Set task:
Render the full listing below as a JSON list of strings, with one string for each line and blank lines omitted. Exclude the pictures from your result.
--- START OF Items ---
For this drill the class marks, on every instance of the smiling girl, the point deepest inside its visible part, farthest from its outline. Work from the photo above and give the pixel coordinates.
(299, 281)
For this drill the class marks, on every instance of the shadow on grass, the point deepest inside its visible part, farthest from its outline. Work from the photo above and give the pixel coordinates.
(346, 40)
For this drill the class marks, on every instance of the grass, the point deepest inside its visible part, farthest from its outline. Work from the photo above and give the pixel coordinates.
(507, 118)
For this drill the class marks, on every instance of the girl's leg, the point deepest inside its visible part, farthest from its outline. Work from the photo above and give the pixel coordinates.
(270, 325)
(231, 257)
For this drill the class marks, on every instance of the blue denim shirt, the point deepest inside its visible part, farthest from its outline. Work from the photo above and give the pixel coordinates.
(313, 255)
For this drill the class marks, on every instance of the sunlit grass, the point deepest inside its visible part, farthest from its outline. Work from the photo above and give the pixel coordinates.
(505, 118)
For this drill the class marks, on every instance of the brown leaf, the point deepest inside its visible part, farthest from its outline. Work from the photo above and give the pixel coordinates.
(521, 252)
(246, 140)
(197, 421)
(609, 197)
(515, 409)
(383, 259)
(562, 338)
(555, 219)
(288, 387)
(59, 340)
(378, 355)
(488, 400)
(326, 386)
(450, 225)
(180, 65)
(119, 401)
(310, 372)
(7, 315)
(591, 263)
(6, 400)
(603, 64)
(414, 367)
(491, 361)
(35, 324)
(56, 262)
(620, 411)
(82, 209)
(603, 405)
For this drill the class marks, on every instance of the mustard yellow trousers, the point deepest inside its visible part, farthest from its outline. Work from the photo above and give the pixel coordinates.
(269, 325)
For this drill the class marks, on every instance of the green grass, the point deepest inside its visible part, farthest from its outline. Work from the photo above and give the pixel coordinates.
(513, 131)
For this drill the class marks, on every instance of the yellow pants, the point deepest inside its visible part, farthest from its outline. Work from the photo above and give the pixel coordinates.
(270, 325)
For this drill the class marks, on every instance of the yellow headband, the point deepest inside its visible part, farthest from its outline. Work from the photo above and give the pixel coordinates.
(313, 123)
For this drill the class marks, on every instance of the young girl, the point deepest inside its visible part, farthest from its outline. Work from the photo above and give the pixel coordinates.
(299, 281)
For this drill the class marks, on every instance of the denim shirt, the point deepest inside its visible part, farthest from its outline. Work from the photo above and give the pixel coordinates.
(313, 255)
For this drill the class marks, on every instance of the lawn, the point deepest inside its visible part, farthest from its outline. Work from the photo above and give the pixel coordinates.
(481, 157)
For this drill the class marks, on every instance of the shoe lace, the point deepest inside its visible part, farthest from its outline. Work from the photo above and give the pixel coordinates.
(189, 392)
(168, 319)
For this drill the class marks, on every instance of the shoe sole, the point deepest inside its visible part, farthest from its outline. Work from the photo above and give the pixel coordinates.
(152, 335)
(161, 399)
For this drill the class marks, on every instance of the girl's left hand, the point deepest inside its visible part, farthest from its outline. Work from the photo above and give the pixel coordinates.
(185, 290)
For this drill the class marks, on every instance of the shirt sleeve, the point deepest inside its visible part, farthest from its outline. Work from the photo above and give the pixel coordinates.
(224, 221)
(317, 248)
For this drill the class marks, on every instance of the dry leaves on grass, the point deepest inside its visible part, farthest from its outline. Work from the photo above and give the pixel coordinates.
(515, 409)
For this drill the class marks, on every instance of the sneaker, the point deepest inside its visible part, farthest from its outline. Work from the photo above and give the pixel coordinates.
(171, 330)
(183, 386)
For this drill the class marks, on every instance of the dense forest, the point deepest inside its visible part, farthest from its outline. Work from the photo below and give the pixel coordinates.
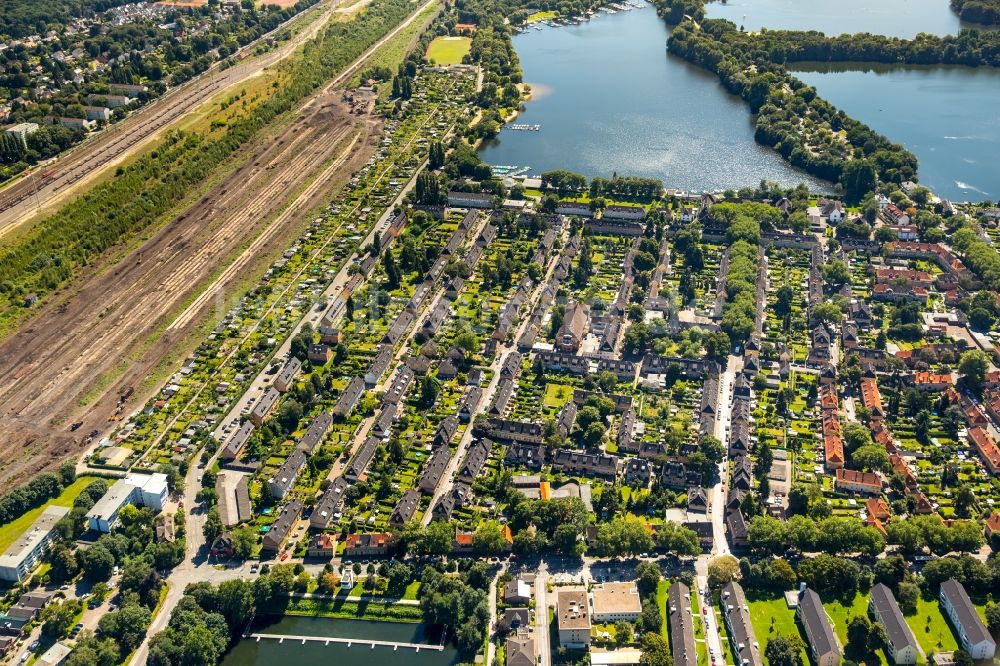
(59, 246)
(20, 18)
(808, 131)
(789, 116)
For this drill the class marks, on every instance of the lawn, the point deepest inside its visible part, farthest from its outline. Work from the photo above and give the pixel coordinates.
(841, 614)
(449, 50)
(931, 628)
(14, 529)
(541, 16)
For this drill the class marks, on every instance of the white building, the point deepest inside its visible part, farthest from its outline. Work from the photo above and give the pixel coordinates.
(149, 490)
(616, 602)
(973, 635)
(22, 130)
(17, 562)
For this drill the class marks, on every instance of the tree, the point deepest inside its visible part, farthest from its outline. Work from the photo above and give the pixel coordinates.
--- END OF Items ---
Problem solution:
[
  "For this drill the class marks, on every instance of the smiling girl, the point deepest inside its visible part, farthest from its outline. Work from the photo above and give the pixel coordinates.",
  "(299, 281)",
  "For this drill the class marks, on every instance of the shadow on grass, the point deepest inside its visible part, farthest from its outline. Work from the photo above and give the pixel coordinates.",
  "(346, 40)",
  "For this drill the class marks, on every instance of the grass, the point deepest inside its visible part, farthest from its outline. Work from the photo above and give the pixel coordinates.",
  "(507, 118)",
  "For this drill the class marks, on every instance of the girl's leg, the point deepest inside its visible part, farthest from its outline. Work from the photo above and give the pixel coordinates.",
  "(270, 325)",
  "(231, 257)",
  "For this drill the class marks, on every instance of the blue denim shirt, the point deepest inside its visible part, farthest from its outline. Work from the photo above and give the pixel coordinates.",
  "(313, 255)",
  "For this drill the class marks, on every instance of the sunlit grass, the point deepest inside its visible part, farthest from its outline. Work from the photo above and give the pixel coordinates.",
  "(505, 118)",
  "For this drill the class marks, on every instance of the brown leaf, the point deepest inside its visible part, farthest from its outline. Work from the photo above and give the pixel coordinates.",
  "(521, 252)",
  "(246, 140)",
  "(197, 421)",
  "(609, 197)",
  "(515, 409)",
  "(383, 259)",
  "(562, 338)",
  "(555, 219)",
  "(288, 387)",
  "(59, 340)",
  "(378, 355)",
  "(488, 400)",
  "(326, 386)",
  "(450, 225)",
  "(180, 65)",
  "(119, 401)",
  "(310, 372)",
  "(7, 315)",
  "(591, 263)",
  "(6, 400)",
  "(603, 64)",
  "(414, 367)",
  "(491, 361)",
  "(35, 324)",
  "(56, 262)",
  "(620, 411)",
  "(82, 209)",
  "(603, 405)",
  "For this drill the class marks, on every instance of the mustard yellow trousers, the point deepest inside its visible part, farthest from its outline. Work from the photo above and give the pixel coordinates.",
  "(269, 325)",
  "For this drill the class marks, on every instance of the green grass, the point deepest inside its visible part, farthest from its outline. Work from the photo above and give the pixel coordinates.",
  "(513, 131)",
  "For this drill the class marks, on every instance of the yellow pants, the point deepest inside its visible part, farthest from its outline. Work from the photo above and give the pixel coordinates.",
  "(270, 325)",
  "For this drill the class marks, on every instance of the yellow headband, the point deepest inside its visible part, farthest from its outline. Work from the photo above and give the pixel coordinates.",
  "(313, 123)",
  "For this drill the class marks, on every instance of the young girl, the point deepest inside its visible part, farthest from its outline. Work from the photo above and give the pixel coordinates.",
  "(299, 281)",
  "For this drill the class marks, on every instance of the denim shirt, the point deepest inside its visible part, farthest from its outline. Work from the photo above and give the pixel coordinates.",
  "(313, 255)",
  "For this drill the class marks, on every instance of the lawn, the point deepest inside its visible part, farthest from its outline. Work from the photo above and give the pixel coordinates.",
  "(481, 157)",
  "For this drill the class marks, on every instance of the shoe lace, the point deepest inside its visible part, farthest from its outline. Work from the photo above and give the pixel coordinates.",
  "(189, 392)",
  "(168, 319)",
  "For this drill the class marks, on every instance of the shoe sole, the point deepest inside its visible part, farthest from its outline. Work from the photo above and give the pixel coordinates.",
  "(152, 335)",
  "(161, 399)",
  "For this drill the class marks, on every instance of the girl's left hand, the point deepest inside its visible part, farthest from its outline. Work from the photo above and give the pixel coordinates.",
  "(185, 290)",
  "For this drill the class marks, on every instance of the shirt sleeve, the point deepest inside its visible part, farthest from its outline. Work from the photo above and give the pixel coordinates.",
  "(224, 221)",
  "(317, 248)",
  "For this drill the class marks, on every instance of the dry leaves on grass, the point deepest inside its visible part, farthest from its outline. Work from the photo above and give the pixel coordinates.",
  "(515, 409)",
  "For this drill the class marks, on every instance of the sneaker, the point deepest inside its visible part, farthest from its outline. Work from the photo above and give the pixel coordinates.",
  "(171, 330)",
  "(183, 386)",
  "For this drill the class marks, on every instance of the dense forest, the point deepest inside its visible part, farthest from its outline. Work from the photo below and give the pixel coordinates.",
  "(59, 246)",
  "(20, 18)",
  "(808, 131)",
  "(789, 116)",
  "For this drill the class marks, on every instance of the lawn, the point deepest inside its visible part, farthest from its outline. Work from the photo above and give the pixel coordinates.",
  "(841, 614)",
  "(449, 50)",
  "(931, 628)",
  "(14, 529)",
  "(541, 16)",
  "For this drill the class marks, on every instance of the white building, the point deepest inside its visible part, farthest from its outline. Work from the photo above and give the pixel coordinates.",
  "(149, 490)",
  "(616, 602)",
  "(973, 635)",
  "(22, 130)",
  "(17, 562)",
  "For this drill the class marks, on every instance of the tree, the point deepest inside its visible part, farthest from its outline. Work from the photo above and give the pixel coordinates."
]